--- Extracted data ---

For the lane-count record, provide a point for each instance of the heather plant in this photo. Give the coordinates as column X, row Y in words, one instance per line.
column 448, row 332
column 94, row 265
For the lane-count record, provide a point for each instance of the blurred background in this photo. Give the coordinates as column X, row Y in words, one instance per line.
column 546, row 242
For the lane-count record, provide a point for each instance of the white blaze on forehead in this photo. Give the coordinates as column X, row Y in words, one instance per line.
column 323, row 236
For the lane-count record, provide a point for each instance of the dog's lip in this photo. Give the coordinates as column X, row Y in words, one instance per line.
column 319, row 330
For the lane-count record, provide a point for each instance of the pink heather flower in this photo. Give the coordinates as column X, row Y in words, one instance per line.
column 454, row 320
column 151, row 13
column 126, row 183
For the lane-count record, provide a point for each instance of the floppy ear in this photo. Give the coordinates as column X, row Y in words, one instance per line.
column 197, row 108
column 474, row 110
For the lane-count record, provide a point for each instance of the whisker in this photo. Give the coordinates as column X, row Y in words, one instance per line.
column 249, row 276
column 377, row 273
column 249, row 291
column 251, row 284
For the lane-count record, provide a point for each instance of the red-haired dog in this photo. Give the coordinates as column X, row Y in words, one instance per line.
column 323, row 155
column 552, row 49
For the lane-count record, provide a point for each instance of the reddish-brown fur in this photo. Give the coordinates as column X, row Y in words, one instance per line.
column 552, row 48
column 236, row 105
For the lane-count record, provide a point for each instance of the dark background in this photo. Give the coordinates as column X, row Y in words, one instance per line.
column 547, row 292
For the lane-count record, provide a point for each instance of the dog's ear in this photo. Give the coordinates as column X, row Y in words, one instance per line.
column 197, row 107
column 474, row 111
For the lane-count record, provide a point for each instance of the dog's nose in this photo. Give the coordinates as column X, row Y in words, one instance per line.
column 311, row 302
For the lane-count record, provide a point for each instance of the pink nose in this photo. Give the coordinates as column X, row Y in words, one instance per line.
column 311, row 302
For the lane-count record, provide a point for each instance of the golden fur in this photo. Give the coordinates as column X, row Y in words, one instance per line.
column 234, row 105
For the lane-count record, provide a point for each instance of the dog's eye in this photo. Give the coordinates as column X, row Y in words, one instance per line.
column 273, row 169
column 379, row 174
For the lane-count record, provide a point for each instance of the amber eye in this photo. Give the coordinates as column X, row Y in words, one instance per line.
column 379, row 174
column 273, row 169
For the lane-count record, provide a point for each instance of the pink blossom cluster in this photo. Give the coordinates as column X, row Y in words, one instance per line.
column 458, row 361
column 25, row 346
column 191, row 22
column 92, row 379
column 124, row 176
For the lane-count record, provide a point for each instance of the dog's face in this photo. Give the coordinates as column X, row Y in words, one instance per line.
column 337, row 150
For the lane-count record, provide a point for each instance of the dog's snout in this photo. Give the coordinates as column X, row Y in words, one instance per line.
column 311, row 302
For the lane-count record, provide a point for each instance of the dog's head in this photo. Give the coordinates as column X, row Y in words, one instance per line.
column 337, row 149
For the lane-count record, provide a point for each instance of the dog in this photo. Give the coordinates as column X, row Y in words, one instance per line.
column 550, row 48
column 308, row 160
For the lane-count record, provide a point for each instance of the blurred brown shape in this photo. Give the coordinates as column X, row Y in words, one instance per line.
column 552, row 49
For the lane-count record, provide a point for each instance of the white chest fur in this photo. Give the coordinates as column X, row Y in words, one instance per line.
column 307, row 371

---

### Work to be completed
All the entries above must be repeated exactly as they were given.

### Solution for this task
For the lane-count record, provide a point for each instance of the heather plant in this photo. Give the coordinates as column X, row Y in words, one instance per line.
column 448, row 332
column 94, row 265
For the lane-count record, provide a point for each instance of the blurred background in this photo. Give the coordinates as column X, row Y in words, one instance per line.
column 546, row 242
For the lane-count record, provide a point for each instance of the white blaze on forehead in this photo. Give the coordinates as column X, row Y in words, one instance per line.
column 323, row 236
For the lane-count record, provide a point for each instance of the dog's lip in this photo. Give the coordinates as column X, row Y in words, one instance per line.
column 319, row 330
For the lane-count record, provide a point for each instance of the pink heather flower in this photo. Give the coordinates as column X, row Y in words, one instance per line.
column 454, row 320
column 151, row 13
column 126, row 183
For the lane-count record, provide a point for each instance of the floppy ear in this photo. Give the coordinates as column X, row Y in words, one instance per line.
column 197, row 108
column 474, row 110
For the lane-count record, provide a point for each instance of the whisker in this photo. Give the coordinates as column X, row Y in words, one instance per line.
column 249, row 276
column 377, row 273
column 249, row 291
column 251, row 284
For the lane-count record, provide a point for each instance of the red-haired dog in this photo. Give the coordinates as column X, row Y in words, one instance per line.
column 323, row 155
column 552, row 49
For the lane-count record, provide a point for each instance of the reddish-brown fur in this photo. Give the coordinates as column X, row Y in words, one instance per line.
column 552, row 48
column 236, row 105
For the lane-count record, provide a point for each instance of the dark background in this photo. Give the coordinates as column X, row Y in words, one instance per line.
column 547, row 292
For the lane-count record, provide a point for each instance of the dog's ear in this photo. Give the coordinates as column X, row Y in words, one instance per line.
column 197, row 107
column 474, row 111
For the lane-count record, provide a point for each instance of the dog's nose in this photo. Give the coordinates as column X, row Y in words, one instance per line.
column 311, row 302
For the lane-count record, provide a point for each instance of the pink nose in this photo. Give the coordinates as column X, row Y in words, one instance per line.
column 311, row 302
For the lane-count record, provide a point for each instance of the golden fur in this photo. Give the coordinates as column X, row Y in words, one instance per line.
column 234, row 105
For the lane-count record, provide a point for each instance of the dog's eye in this photo. Give the coordinates as column X, row Y in words, one instance per line.
column 273, row 169
column 379, row 174
For the lane-count record, provide a point for each instance of the amber eye in this photo. Give the coordinates as column X, row Y in words, one instance per line.
column 379, row 174
column 273, row 169
For the lane-count record, provide a point for each instance of the pink blossom cluster in this photo. Give the coordinates as column X, row Y in words, one instance per line.
column 458, row 361
column 25, row 346
column 191, row 22
column 92, row 379
column 124, row 176
For the lane-count record, provide a point for each instance of the dog's face in this photo. Give the coordinates as column X, row Y in words, one instance per line.
column 337, row 150
For the lane-count record, provide a point for each instance of the dog's snout in this photo. Give the coordinates as column X, row Y in words, one instance per line.
column 311, row 302
For the lane-count record, provide a point for each instance of the dog's head in this photo. Give the coordinates as column X, row Y in words, one instance per line.
column 337, row 149
For the lane-count record, provide a point for each instance of the dog in this photo. Give the coordinates as column X, row Y in words, one instance per line.
column 550, row 48
column 308, row 160
For the lane-count record, provide a point for each instance of the blurred brown shape in this photo. Give the coordinates as column X, row Y in words, one instance per line.
column 552, row 49
For the lane-count record, provide a point for each instance of the white chest fur in this photo. Give the coordinates as column X, row Y in words, one instance per line.
column 307, row 371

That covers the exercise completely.